EXERCISE TASK:
Turn the items below into a numbered list, using only the lines from the one containing "For each instance of the woman's dark" through the one containing "pixel 517 31", inclusive, and omitting any blank lines.

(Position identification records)
☆ ☆ ☆

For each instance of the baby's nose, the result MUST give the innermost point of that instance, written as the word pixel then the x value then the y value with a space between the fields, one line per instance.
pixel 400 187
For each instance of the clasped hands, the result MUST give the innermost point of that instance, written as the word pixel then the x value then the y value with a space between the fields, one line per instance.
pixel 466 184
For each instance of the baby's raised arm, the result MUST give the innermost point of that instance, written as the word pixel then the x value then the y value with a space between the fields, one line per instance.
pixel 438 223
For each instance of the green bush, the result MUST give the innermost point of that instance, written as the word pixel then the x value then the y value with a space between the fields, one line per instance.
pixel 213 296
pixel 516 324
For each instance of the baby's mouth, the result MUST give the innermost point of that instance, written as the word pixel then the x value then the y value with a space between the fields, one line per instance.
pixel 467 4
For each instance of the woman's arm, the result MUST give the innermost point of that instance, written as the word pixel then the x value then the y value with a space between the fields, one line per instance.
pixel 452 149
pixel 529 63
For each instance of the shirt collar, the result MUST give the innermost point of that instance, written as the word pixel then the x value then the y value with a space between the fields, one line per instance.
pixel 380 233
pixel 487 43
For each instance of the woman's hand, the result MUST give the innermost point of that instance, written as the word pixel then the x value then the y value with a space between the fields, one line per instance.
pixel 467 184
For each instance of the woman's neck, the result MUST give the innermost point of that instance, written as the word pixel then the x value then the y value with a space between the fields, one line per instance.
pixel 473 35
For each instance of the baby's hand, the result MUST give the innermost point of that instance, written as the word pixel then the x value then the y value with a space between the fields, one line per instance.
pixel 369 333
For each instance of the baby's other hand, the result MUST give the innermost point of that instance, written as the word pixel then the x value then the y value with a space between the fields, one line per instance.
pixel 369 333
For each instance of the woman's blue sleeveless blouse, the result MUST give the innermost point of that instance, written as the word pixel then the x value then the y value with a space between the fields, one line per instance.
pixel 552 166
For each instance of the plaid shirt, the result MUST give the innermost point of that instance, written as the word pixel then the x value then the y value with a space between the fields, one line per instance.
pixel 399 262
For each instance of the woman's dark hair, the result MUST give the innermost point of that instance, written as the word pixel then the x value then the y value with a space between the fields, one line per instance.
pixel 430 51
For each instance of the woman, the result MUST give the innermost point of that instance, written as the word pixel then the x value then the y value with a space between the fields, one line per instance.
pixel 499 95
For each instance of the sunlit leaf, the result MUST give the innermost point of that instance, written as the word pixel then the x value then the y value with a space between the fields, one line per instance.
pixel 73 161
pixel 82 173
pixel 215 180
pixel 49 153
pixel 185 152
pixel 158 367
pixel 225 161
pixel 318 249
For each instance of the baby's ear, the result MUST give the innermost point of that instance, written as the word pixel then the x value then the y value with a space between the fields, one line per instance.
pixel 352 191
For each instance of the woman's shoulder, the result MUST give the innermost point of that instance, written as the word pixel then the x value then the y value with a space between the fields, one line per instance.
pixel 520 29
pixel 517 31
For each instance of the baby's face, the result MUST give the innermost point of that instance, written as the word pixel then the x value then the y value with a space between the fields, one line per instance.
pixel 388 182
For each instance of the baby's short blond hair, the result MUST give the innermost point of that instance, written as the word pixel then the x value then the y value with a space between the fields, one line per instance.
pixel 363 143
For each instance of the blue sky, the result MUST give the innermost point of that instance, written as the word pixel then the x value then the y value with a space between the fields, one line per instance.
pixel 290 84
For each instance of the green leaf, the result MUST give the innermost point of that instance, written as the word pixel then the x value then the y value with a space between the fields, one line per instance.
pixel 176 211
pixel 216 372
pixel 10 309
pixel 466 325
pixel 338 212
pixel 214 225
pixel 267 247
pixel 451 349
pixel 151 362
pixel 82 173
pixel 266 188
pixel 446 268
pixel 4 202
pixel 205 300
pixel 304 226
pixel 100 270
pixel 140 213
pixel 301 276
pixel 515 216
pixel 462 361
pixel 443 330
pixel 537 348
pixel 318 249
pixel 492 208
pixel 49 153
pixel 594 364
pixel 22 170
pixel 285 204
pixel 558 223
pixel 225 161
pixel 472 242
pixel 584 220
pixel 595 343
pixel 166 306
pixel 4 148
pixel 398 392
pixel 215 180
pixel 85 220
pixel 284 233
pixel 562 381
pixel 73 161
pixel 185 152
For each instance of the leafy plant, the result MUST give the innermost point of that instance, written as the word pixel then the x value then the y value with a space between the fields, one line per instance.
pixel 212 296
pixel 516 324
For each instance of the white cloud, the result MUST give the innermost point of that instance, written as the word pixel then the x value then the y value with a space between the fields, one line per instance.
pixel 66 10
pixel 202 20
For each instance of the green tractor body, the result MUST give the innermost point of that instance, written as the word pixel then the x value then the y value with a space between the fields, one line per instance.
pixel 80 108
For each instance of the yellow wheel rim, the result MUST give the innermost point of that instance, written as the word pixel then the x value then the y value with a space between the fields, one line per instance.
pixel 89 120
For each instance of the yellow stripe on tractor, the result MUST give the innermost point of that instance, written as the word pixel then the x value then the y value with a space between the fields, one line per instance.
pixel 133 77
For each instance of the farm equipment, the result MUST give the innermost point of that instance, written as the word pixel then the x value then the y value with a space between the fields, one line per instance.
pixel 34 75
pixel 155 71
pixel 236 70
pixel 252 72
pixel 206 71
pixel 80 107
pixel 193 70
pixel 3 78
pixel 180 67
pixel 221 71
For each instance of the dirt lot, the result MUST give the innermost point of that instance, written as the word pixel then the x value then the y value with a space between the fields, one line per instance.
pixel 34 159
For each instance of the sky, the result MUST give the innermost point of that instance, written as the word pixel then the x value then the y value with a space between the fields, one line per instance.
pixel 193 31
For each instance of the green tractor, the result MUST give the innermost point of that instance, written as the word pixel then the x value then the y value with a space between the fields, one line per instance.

☆ ☆ ☆

FULL OUTPUT:
1. For each instance of the woman's dark hair, the result MUST give the innermost point of that instance, written as the word pixel then the x value then the y value with a space between the fields, one line per instance.
2. pixel 430 51
3. For each instance of the woman, the result MUST give the innermost point of that instance, written as the word pixel then the x value then the y value with a space between the fields, one line per instance.
4. pixel 499 95
5. For each instance of the sunlit leaf, the result MUST give the innermost point of that instance, written as the word pixel then the x value then the y value with a space between the fields, one line per instance.
6. pixel 73 161
7. pixel 82 173
8. pixel 215 180
9. pixel 49 153
10. pixel 185 152
11. pixel 158 367
12. pixel 225 161
13. pixel 318 249
14. For each instance of the baby's ear, the result MUST give the innermost point of that instance, written as the word pixel then the x value then the y value with a space between the fields, one line per instance.
15. pixel 352 191
16. For each instance of the woman's shoulder, the result MUST give the innermost point of that instance, written as the word pixel then the x value then the y value with a space between the fields, one line per instance.
17. pixel 520 29
18. pixel 517 31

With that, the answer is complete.